** start SUPPLIED RECORDS **

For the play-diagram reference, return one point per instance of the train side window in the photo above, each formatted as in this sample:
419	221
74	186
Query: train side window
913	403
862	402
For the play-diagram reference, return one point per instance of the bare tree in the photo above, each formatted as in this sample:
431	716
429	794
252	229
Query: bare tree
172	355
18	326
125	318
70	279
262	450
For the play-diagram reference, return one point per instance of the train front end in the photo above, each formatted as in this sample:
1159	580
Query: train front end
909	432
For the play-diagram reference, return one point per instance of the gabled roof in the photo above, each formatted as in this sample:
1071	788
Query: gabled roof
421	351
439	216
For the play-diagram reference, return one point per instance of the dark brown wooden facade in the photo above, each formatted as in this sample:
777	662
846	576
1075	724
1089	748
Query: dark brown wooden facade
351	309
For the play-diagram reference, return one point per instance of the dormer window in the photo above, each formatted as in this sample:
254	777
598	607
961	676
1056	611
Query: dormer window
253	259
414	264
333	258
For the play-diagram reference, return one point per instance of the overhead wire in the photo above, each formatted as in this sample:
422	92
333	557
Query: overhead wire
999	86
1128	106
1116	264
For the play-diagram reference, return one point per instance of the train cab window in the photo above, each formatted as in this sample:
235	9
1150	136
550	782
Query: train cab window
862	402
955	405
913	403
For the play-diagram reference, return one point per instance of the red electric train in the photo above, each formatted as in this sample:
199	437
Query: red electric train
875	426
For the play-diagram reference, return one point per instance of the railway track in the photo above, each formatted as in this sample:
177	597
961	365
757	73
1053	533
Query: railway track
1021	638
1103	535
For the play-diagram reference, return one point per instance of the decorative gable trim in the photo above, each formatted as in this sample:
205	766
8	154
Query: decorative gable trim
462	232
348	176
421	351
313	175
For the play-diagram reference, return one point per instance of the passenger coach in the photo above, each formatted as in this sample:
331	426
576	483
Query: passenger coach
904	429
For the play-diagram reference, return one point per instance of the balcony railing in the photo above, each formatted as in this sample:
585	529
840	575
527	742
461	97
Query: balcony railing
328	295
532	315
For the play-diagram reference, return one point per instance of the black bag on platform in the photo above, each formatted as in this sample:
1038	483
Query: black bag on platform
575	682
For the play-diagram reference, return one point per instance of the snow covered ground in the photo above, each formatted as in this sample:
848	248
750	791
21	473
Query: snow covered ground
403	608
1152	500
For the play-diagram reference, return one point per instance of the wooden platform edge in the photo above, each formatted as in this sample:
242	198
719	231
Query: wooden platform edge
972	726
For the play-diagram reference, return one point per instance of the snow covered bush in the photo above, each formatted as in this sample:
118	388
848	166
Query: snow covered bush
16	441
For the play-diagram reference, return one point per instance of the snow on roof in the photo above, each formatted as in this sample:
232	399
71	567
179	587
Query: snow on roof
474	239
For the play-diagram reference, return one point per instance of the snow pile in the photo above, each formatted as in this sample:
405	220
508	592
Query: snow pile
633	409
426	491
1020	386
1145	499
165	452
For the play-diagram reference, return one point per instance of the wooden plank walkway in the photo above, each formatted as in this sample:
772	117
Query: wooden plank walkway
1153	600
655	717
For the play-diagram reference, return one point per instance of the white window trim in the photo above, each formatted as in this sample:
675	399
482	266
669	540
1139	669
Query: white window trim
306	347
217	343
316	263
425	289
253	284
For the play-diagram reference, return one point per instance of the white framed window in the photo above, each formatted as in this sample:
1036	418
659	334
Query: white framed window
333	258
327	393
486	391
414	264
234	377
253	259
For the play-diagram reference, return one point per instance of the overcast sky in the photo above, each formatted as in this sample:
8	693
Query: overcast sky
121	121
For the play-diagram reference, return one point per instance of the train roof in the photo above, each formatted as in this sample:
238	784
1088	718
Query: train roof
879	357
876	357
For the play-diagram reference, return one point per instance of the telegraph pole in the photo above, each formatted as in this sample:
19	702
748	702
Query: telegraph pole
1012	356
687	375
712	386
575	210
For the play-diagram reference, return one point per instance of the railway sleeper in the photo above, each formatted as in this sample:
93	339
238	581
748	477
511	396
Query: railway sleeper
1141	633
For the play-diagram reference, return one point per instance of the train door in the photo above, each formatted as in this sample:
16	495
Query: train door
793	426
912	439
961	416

** end SUPPLIED RECORDS **

> **EXERCISE DIRECTIONS**: Quote the lines of the listing above that run from the line with "of the overcast" through its last line, both included, and nothing else.

> **FULL RESPONSE**:
For the play-diagram reference, return one point per instance of the overcast sky in the photo above, each formatted as in this sample:
8	693
Query: overcast sky
121	121
For the play-diagram reference, return one point per instance of the train roof in the photo above, each formatted as in this sample:
238	784
1088	718
Query: train roof
879	357
876	357
For the play-diagram reference, return one point per instance of the telegraph pole in the photo above, each formatted as in this sample:
19	702
748	702
Query: telegraph pole
1012	356
687	375
712	386
575	210
For the play-diagram reference, return one point per instance of the railway sleeper in the photo above, each formatted as in this sample:
93	339
238	581
748	477
511	396
Query: railway sleeper
1141	633
For the play-diagram reference, return one point per instance of the train door in the photo above, each formatted as in this sample:
16	495
Query: train door
793	426
912	439
961	416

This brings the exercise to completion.